Sci-Fi fans might remember that the Voight Kampff test, was a test that was administered in Philip K. Dicks’ novel, Do Androids Dream of Electric Sheep? and also in the movie, Blade Runner. The test was designed, to determine if a person was real or a replicant, by eliciting empathetic responses, which a human would give and detect replicants, because they were supposed to be incapable of discerning emotions. The Voight Kampff test has now been redesigned, but instead of detecting replicants, it can now detect Republican officials. Here are a list of sample questions taken from the new test.
A poor person comes to you, explaining she is a single mom working two jobs. She can barely make ends meet and relies on food stamps to feed her family. She begs you, not to cut the food stamps program from the Federal budget. What do you say to her?
- Don’t worry, I won’t cut the funding for the program.
- Food stamps? Ain’t nobody got time for that.
- Offer her an Arby’s coupon for a free curly fry.
A man’s son was just killed in a mass shooting. He asks you what you are going to do about assault weapons. What do you say to the man?
- Pull out a gun and shoot him.
- I’m going to propose legislation to ban assault weapons.
- Give everyone a gun, including monkeys and babies.
A teenage boy comes to you and tells you that his parents are illegal immigrants and are about to be deported. How do you respond to the teenager?
- Invite the parents to work in your sweat shop for below minimum wage.
- Propose an immigration reform bill that, would allow his parents to stay.
- Start to offer him an Arby’s coupon, but then don’t, because you remember that you wanted to use it later.
A gay couple invite you to the bakery they own, where they make wedding cakes. What do you say to the couple?
- I would love too!
- Ask them if they have a minute to talk about Jesus.
- Pretend to be dead.
A family has lost everything they own, because of a hurricane. They want to know what you will do to help them and others like them. How do you respond to this family in need?

**DIRECTION**
Can you write out the Voight Kampff parody starting with "A poor person" and going on through "to the teenager?", swapping "assault weapons" for "semi-automatic rifles"?

**Point labeling dataset excerpts**
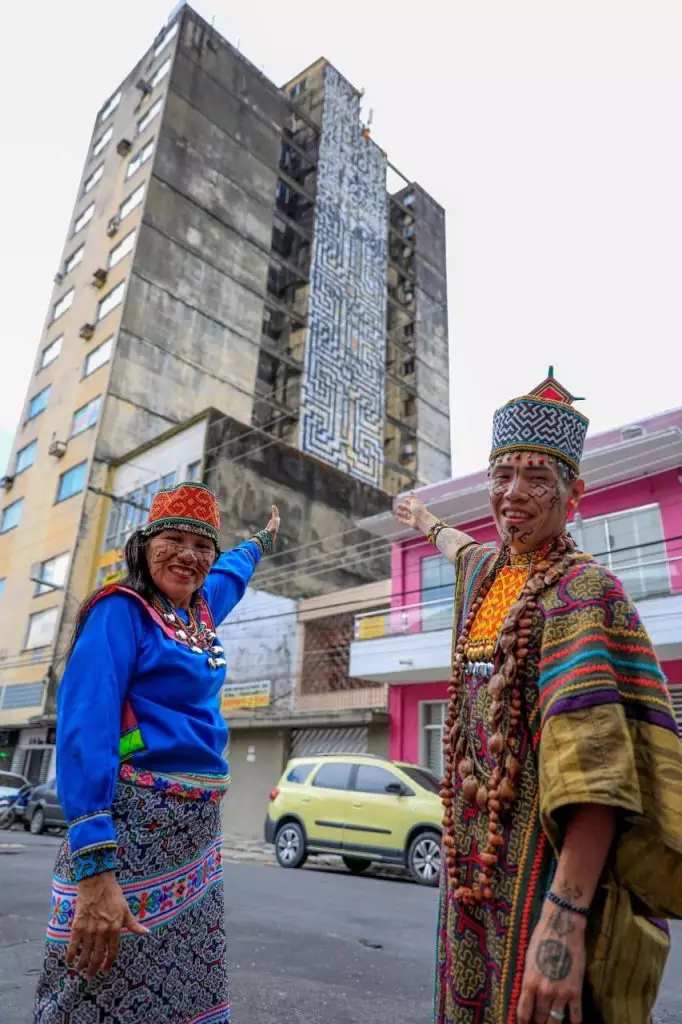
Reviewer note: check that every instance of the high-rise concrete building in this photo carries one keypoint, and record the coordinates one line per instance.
(232, 247)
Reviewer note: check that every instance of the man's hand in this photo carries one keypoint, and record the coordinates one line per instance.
(552, 988)
(100, 913)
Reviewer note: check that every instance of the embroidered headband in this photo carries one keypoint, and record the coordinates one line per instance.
(543, 421)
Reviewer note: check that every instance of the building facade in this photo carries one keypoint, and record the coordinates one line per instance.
(232, 246)
(630, 518)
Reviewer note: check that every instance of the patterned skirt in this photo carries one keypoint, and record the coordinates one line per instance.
(170, 870)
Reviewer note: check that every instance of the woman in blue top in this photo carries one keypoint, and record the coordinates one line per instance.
(136, 930)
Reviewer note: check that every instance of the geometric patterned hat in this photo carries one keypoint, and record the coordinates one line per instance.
(543, 421)
(189, 507)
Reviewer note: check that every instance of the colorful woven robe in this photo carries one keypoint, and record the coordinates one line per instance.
(598, 727)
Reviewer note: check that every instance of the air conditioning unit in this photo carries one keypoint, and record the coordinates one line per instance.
(57, 449)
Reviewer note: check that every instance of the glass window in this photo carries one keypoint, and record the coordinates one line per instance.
(301, 772)
(129, 204)
(335, 775)
(98, 356)
(144, 122)
(51, 351)
(167, 38)
(72, 481)
(122, 250)
(140, 158)
(74, 259)
(52, 571)
(103, 140)
(85, 417)
(62, 304)
(371, 778)
(26, 457)
(160, 73)
(109, 109)
(433, 724)
(42, 626)
(11, 516)
(38, 403)
(84, 219)
(111, 301)
(92, 180)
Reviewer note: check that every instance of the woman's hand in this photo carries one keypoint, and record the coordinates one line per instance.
(100, 913)
(273, 525)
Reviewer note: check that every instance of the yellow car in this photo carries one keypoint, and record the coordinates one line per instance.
(363, 807)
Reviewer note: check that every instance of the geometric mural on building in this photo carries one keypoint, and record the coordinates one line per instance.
(342, 390)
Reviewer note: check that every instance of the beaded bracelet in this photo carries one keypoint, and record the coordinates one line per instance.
(436, 528)
(563, 904)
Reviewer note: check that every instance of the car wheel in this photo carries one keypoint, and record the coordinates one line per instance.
(37, 821)
(356, 865)
(424, 858)
(290, 846)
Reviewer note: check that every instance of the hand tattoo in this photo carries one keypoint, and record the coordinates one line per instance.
(553, 960)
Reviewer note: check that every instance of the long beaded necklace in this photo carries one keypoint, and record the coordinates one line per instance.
(194, 634)
(505, 687)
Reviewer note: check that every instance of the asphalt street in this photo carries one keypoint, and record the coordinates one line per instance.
(308, 946)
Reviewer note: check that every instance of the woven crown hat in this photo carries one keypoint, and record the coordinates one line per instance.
(543, 421)
(189, 507)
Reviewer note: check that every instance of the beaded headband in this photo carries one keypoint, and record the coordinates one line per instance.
(544, 421)
(189, 507)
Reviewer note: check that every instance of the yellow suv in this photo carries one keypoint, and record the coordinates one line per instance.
(363, 807)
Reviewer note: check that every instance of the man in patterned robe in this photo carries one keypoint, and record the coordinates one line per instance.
(563, 779)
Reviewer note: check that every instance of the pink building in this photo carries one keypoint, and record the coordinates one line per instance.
(630, 518)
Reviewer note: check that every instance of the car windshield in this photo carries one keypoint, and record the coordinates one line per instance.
(423, 777)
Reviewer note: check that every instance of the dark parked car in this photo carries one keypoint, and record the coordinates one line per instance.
(44, 810)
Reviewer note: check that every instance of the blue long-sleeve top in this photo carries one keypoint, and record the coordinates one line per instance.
(123, 657)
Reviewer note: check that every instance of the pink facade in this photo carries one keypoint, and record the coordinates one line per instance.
(661, 488)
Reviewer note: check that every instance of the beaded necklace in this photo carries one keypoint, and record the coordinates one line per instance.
(194, 634)
(499, 792)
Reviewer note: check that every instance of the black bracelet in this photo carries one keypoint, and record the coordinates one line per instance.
(563, 904)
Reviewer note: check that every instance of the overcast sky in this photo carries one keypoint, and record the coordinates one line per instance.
(549, 131)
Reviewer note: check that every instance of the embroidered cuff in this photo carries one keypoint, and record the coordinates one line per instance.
(94, 860)
(91, 830)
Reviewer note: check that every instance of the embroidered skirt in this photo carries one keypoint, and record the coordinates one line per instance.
(169, 867)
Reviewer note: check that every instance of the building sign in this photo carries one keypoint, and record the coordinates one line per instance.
(246, 696)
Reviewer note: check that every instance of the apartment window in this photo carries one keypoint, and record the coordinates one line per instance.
(85, 417)
(60, 306)
(93, 179)
(38, 403)
(51, 351)
(140, 158)
(11, 516)
(111, 301)
(103, 140)
(42, 627)
(437, 592)
(73, 481)
(122, 250)
(98, 356)
(433, 724)
(52, 573)
(144, 122)
(632, 545)
(161, 73)
(129, 204)
(109, 109)
(84, 219)
(166, 39)
(26, 457)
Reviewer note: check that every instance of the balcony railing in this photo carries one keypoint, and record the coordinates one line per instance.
(642, 580)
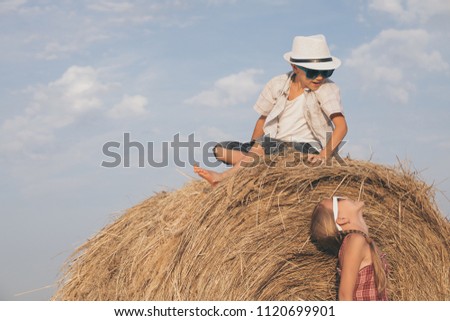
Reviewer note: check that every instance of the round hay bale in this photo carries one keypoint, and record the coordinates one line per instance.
(248, 239)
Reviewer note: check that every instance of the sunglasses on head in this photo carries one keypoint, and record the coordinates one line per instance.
(336, 210)
(312, 73)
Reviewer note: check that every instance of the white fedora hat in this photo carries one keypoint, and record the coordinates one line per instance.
(311, 52)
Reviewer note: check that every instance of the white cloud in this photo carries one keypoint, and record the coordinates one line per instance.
(228, 91)
(11, 5)
(53, 106)
(412, 10)
(110, 6)
(388, 63)
(129, 106)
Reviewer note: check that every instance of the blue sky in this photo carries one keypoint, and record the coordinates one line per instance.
(78, 74)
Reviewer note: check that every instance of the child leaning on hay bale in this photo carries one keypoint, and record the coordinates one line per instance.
(338, 226)
(298, 109)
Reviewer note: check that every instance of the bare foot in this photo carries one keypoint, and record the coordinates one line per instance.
(212, 177)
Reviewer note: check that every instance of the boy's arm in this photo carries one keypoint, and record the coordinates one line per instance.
(338, 134)
(259, 131)
(351, 261)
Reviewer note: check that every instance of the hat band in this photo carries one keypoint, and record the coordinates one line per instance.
(310, 60)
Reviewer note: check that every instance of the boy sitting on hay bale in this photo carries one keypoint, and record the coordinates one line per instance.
(297, 109)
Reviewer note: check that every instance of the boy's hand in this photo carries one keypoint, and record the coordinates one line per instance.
(315, 159)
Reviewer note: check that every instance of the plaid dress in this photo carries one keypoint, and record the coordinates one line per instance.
(365, 287)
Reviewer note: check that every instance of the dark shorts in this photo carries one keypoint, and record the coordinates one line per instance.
(270, 145)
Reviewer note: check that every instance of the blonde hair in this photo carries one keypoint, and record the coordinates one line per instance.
(328, 238)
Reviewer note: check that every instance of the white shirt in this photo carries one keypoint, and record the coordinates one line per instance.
(318, 107)
(292, 126)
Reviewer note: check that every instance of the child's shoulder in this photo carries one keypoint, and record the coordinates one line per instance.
(355, 240)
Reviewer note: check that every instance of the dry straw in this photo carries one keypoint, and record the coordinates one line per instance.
(248, 239)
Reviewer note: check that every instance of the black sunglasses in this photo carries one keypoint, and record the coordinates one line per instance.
(312, 73)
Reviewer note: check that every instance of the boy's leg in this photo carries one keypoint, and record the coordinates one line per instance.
(231, 152)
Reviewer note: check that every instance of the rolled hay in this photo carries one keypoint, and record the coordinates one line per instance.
(248, 239)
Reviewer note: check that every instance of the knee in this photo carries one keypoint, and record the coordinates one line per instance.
(218, 151)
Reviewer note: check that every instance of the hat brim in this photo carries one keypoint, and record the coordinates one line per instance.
(333, 64)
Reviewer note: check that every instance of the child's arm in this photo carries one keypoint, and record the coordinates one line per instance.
(351, 260)
(259, 131)
(339, 132)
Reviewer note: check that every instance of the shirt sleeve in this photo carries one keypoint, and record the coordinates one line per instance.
(267, 98)
(329, 97)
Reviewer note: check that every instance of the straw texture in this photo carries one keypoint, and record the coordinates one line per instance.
(248, 239)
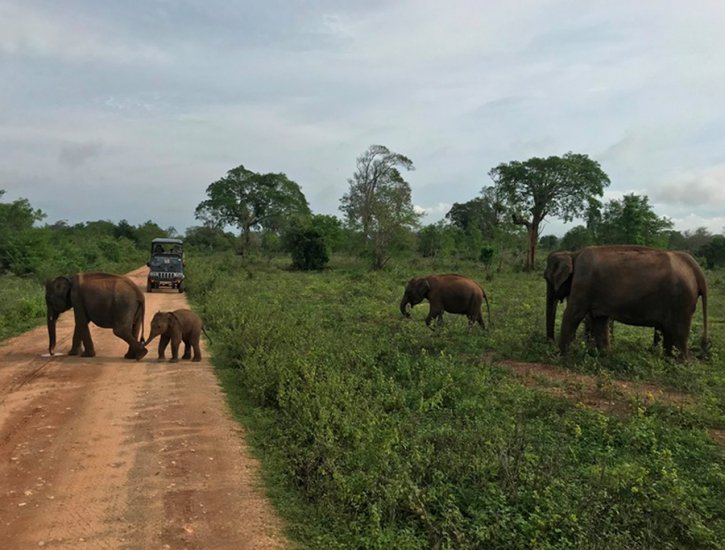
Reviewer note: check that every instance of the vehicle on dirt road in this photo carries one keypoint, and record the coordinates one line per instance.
(166, 265)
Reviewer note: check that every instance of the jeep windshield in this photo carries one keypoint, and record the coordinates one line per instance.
(166, 264)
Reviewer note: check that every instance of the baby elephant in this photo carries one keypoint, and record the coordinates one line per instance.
(452, 293)
(177, 326)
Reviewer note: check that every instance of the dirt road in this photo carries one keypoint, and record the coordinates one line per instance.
(104, 452)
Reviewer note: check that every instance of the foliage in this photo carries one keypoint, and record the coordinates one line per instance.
(714, 252)
(576, 238)
(249, 200)
(564, 187)
(408, 438)
(379, 203)
(306, 242)
(631, 220)
(436, 240)
(482, 214)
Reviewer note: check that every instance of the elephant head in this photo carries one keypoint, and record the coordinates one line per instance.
(415, 292)
(161, 323)
(558, 274)
(57, 300)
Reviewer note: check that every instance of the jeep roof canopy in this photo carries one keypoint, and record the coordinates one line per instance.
(167, 246)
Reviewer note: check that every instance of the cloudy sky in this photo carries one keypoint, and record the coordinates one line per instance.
(129, 109)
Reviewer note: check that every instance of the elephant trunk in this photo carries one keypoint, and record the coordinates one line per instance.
(152, 335)
(405, 306)
(52, 318)
(550, 311)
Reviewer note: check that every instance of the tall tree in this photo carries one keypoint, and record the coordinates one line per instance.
(378, 202)
(482, 213)
(631, 220)
(566, 187)
(249, 200)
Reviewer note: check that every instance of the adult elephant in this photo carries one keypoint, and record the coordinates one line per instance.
(109, 301)
(635, 285)
(450, 292)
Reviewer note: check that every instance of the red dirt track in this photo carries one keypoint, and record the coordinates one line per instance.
(105, 452)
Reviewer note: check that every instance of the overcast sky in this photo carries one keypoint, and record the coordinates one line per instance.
(130, 109)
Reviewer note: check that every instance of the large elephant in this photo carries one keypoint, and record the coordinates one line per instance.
(634, 285)
(182, 325)
(109, 301)
(450, 292)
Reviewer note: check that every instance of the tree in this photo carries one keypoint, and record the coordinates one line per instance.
(379, 201)
(714, 252)
(437, 239)
(482, 213)
(631, 220)
(307, 245)
(576, 238)
(249, 200)
(566, 187)
(22, 246)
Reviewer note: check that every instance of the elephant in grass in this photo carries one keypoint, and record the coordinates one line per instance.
(182, 325)
(449, 292)
(634, 285)
(109, 301)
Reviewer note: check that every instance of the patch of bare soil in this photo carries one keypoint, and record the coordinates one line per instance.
(105, 452)
(605, 395)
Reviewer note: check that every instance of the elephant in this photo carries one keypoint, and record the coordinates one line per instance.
(177, 326)
(447, 292)
(109, 301)
(630, 284)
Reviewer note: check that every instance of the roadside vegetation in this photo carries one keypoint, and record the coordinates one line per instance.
(376, 431)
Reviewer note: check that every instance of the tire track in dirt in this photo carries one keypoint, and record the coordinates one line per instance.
(104, 452)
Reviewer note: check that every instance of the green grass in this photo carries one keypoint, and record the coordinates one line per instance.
(22, 305)
(376, 432)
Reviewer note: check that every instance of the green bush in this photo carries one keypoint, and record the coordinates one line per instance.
(379, 432)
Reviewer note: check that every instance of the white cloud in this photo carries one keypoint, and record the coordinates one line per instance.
(27, 31)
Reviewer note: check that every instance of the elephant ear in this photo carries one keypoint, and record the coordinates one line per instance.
(422, 286)
(563, 270)
(173, 319)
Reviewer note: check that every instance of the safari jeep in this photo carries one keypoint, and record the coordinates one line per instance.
(166, 265)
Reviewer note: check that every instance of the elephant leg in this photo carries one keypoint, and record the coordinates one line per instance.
(680, 340)
(175, 342)
(76, 346)
(569, 323)
(600, 332)
(667, 342)
(197, 350)
(163, 342)
(135, 349)
(85, 337)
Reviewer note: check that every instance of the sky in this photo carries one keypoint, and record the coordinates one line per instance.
(130, 109)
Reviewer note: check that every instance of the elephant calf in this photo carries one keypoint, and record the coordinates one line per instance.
(175, 327)
(450, 292)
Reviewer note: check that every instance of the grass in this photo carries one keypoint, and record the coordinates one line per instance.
(22, 305)
(375, 431)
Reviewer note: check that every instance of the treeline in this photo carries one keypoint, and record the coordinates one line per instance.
(501, 226)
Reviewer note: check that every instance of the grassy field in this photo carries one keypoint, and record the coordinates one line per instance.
(376, 432)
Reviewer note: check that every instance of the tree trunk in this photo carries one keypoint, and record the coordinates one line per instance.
(533, 230)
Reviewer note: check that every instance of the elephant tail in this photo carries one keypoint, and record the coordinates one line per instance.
(205, 334)
(488, 310)
(705, 342)
(140, 315)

**OUTPUT OF THE EXERCISE**
A poor person comes to you, explaining she is a single mom working two jobs. She can barely make ends meet and relies on food stamps to feed her family. She begs you, not to cut the food stamps program from the Federal budget. What do you say to her?
- Don’t worry, I won’t cut the funding for the program.
- Food stamps? Ain’t nobody got time for that.
- Offer her an Arby’s coupon for a free curly fry.
A man’s son was just killed in a mass shooting. He asks you what you are going to do about semi-automatic rifles. What do you say to the man?
- Pull out a gun and shoot him.
- I’m going to propose legislation to ban semi-automatic rifles.
- Give everyone a gun, including monkeys and babies.
A teenage boy comes to you and tells you that his parents are illegal immigrants and are about to be deported. How do you respond to the teenager?